### PROBLEM
Of all the lines below, output only those starting at the one with "Labeling batch C. For the image above, tag the red" and ending at the one with "Labeling batch C. For the image above, tag the snow", both ends included, exactly as written.

--

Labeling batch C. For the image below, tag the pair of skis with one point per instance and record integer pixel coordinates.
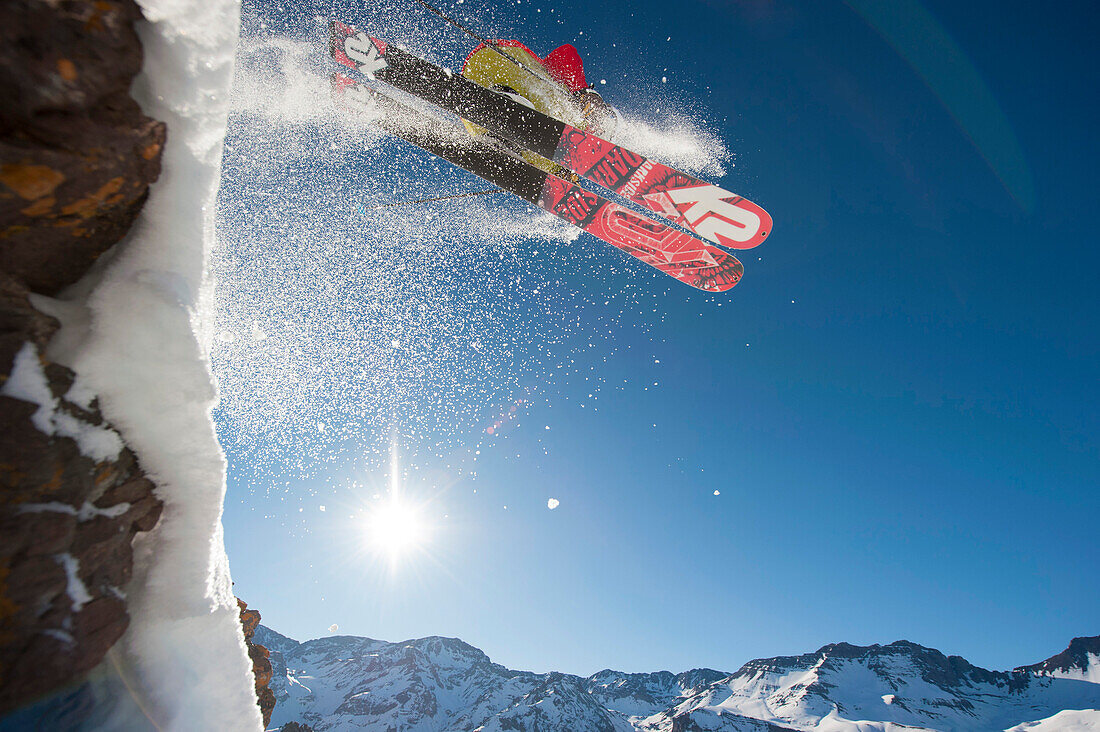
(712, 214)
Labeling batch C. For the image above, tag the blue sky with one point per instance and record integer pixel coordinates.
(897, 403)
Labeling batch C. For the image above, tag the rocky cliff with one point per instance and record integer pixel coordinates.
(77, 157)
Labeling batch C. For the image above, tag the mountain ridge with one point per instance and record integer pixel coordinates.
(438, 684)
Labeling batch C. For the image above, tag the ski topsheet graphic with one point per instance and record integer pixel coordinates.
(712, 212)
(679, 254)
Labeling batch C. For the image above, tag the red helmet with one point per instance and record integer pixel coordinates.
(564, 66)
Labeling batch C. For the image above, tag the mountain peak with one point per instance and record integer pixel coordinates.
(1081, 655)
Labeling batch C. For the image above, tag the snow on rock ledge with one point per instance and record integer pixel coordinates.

--

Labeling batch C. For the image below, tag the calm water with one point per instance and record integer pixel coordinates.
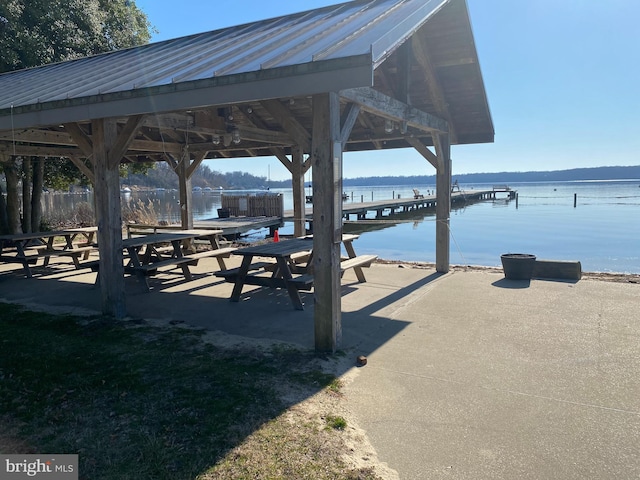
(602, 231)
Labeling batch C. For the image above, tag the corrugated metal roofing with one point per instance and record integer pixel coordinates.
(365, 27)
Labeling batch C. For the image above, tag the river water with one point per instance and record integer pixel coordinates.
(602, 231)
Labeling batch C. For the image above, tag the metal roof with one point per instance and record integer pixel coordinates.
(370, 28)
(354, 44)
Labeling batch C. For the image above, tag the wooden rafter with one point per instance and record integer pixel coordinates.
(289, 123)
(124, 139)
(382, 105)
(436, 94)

--

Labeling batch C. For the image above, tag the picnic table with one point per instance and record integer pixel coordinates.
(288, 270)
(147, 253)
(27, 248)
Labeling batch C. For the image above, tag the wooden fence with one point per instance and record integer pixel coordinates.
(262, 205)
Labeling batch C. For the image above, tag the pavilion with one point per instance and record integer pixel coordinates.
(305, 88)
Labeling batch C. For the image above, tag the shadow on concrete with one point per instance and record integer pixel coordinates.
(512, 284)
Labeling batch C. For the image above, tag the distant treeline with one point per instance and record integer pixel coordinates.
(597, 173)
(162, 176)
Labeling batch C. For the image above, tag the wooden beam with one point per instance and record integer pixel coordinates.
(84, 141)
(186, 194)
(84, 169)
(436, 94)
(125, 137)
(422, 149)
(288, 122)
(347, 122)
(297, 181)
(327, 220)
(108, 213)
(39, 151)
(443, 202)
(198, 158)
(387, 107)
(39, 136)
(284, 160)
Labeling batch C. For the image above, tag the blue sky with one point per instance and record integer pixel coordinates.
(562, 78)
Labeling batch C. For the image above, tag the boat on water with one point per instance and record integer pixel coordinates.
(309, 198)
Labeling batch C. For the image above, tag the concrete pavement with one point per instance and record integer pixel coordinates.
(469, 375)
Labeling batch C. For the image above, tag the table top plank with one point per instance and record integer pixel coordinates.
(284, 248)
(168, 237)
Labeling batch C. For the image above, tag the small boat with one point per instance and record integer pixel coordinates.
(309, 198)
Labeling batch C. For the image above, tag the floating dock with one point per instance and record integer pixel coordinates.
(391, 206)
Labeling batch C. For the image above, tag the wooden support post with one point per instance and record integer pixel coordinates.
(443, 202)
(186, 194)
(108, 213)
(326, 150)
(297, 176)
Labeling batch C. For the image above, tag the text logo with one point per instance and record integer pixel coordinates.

--

### RESPONSE TO THE TASK
Labeling batch C. For the image above, tag the red helmet with one point per instance and record integer pixel coordinates.
(564, 66)
Labeling batch C. For the image above, tag the mountain peak with one point per instance and record integer pixel coordinates.
(1081, 655)
Labeling batch C. For the image above, tag the snow on rock ledge with one point per instance and record integer pixel coordinates.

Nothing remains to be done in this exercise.